この記事でわかること
- 相続税の配偶者控除の概要
- 相続税の配偶者控除の適用要件
- 配偶者控除を受けることによる節税効果
相続税の申告をする際に、「相続税の配偶者控除」の特例の適用を受けることがあります。
相続税の配偶者控除は、非常に相続税の負担軽減に大きな効果があるので、配偶者が亡くなった場合、多くの相続人が適用を受けることとなります。
そこでこの記事では、相続税の配偶者控除の適用を受けるために必要な要件をご紹介していきます。
また、実際にどれくらいの節税効果があるのか、その試算も見ていきましょう。
相続税の配偶者控除とは
相続税の配偶者控除とは、被相続人の遺産をその配偶者が相続した場合に、配偶者に対して適用される相続税上の特例です。
相続税の計算は、実際に相続した遺産の金額に応じて、それぞれの相続人に納付義務が生じます。
そのため、配偶者が多くの遺産を相続した場合には、配偶者が多くの相続税を納付しなければなりません。
しかし、配偶者は被相続人とともに生活し、遺産の獲得に貢献してきた人です。
また、被相続人の遺産で相続後の生活を送ることとなるケースがほとんどであり、配偶者に多額の相続税を課すのは不合理とも考えられます。
そこで、配偶者が相続した遺産に対する相続税は、その後の生活に配慮して大幅に減額されるような措置がとられています。
これが相続税の配偶者控除です。
実際に控除される相続税額は、配偶者の法定相続分に相当する遺産または1億6,000万円のいずれか大きい方に対する相続税の金額です。
そのため、配偶者がすべての遺産を相続しても、相続税が0円というケースもあります。
相続税の配偶者控除を適用するための要件
相続税の配偶者控除は、適用できると減額となる相続税の額が大きいため、いくつかの要件が定められています。
ただ、要件自体は決して難しいものではありません。
相続税の配偶者控除の要件について、あらかじめ確認しておきましょう。
法律上の婚姻関係にあること
相続税の配偶者控除の適用を受けることができるのは、法律上の婚姻関係にある配偶者のみです。
戸籍上の配偶者であれば、婚姻期間の長さや別居しているかどうかは問われず、極端なはなし婚姻届を提出した翌日でも適用を受けられます。
逆に、長期間一緒に生活していて、周りの人も全員が夫婦同然と認めるような関係であっても、法律上の婚姻関係にない場合には、配偶者控除の適用は受けられません。
相続税の申告期限までに遺産分割が完了していること
相続税の申告期限は、被相続人が亡くなった日の翌日から10カ月以内と定められています。
---+---
▸ **課題文 1**
次の(a)〜(c)が上の抜粋の内容と一致するかを、「はい」か「いいえ」で判定せよ。それぞれ、決め手となる抜粋中の語句を一字も変えずに引用すること。
(a) 相続税の配偶者控除は、婚姻届を提出した翌日であっても適用を受けられる。
(b) 長期間一緒に暮らし、周囲から夫婦同然と認められていれば、法律上の婚姻関係がなくても配偶者控除を受けられる。
(c) 相続税の申告期限は、被相続人が亡くなった日の翌日から6カ月以内である。
▸ **課題文 2**
上の抜粋のうち、「そこで、配偶者が相続した遺産」から「かの要件が定められています。」までの部分をそのまま書き写せ。

▸ **記録情報**
---+---
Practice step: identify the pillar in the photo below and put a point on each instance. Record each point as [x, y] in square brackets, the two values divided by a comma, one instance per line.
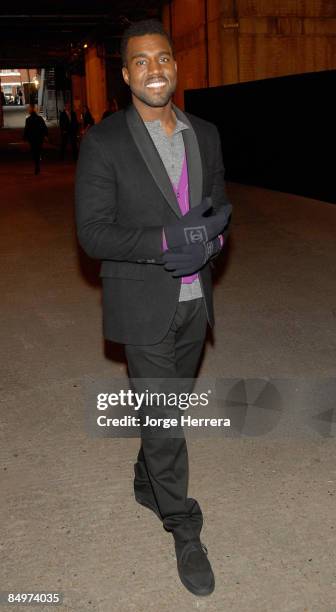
---+---
▸ **想定出力 1**
(a) はい。「極端なはなし婚姻届を提出した翌日でも適用を受けられます」
(b) いいえ。「法律上の婚姻関係にない場合には、配偶者控除の適用は受けられません」
(c) いいえ。「被相続人が亡くなった日の翌日から10カ月以内と定められています」

▸ **想定出力 2**
そこで、配偶者が相続した遺産に対する相続税は、その後の生活に配慮して大幅に減額されるような措置がとられています。
これが相続税の配偶者控除です。
実際に控除される相続税額は、配偶者の法定相続分に相当する遺産または1億6,000万円のいずれか大きい方に対する相続税の金額です。
そのため、配偶者がすべての遺産を相続しても、相続税が0円というケースもあります。
相続税の配偶者控除を適用するための要件
相続税の配偶者控除は、適用できると減額となる相続税の額が大きいため、いくつかの要件が定められています。